ABOUT THIS TASK:
Identify each line below that contains the word "person", and copy it out.
═══
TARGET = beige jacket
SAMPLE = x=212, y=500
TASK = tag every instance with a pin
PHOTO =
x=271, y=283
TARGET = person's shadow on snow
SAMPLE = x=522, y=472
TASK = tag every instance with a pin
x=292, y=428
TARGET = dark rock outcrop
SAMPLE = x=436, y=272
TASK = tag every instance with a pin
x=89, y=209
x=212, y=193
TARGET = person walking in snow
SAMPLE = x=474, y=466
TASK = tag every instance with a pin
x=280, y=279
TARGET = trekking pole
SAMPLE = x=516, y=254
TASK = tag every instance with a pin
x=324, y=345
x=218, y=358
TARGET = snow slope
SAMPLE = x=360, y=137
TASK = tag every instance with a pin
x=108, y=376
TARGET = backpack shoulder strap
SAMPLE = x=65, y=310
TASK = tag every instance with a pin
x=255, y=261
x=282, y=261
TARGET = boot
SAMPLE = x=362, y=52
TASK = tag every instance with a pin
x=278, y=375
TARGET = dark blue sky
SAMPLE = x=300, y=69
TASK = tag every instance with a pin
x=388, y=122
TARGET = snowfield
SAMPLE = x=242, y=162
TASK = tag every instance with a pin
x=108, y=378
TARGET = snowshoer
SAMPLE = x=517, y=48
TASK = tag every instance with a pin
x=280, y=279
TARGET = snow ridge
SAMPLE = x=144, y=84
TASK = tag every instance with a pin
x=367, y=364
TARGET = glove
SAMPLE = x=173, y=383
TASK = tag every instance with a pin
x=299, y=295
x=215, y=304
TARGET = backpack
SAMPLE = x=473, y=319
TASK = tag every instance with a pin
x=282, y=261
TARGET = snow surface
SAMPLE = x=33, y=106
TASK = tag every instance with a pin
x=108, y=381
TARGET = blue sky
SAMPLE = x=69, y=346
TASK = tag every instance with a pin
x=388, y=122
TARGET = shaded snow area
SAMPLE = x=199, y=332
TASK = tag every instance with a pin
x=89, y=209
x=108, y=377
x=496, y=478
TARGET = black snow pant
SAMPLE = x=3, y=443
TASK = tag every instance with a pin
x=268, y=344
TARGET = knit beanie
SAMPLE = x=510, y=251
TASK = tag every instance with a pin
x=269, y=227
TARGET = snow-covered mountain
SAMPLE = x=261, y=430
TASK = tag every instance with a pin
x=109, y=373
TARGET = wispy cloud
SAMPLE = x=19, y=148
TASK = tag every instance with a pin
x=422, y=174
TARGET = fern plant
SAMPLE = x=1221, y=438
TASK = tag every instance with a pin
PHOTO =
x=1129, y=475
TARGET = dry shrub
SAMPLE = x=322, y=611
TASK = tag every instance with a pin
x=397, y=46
═══
REPLY TO THE EXERCISE:
TARGET = person's shadow on snow
TARGET = person walking in snow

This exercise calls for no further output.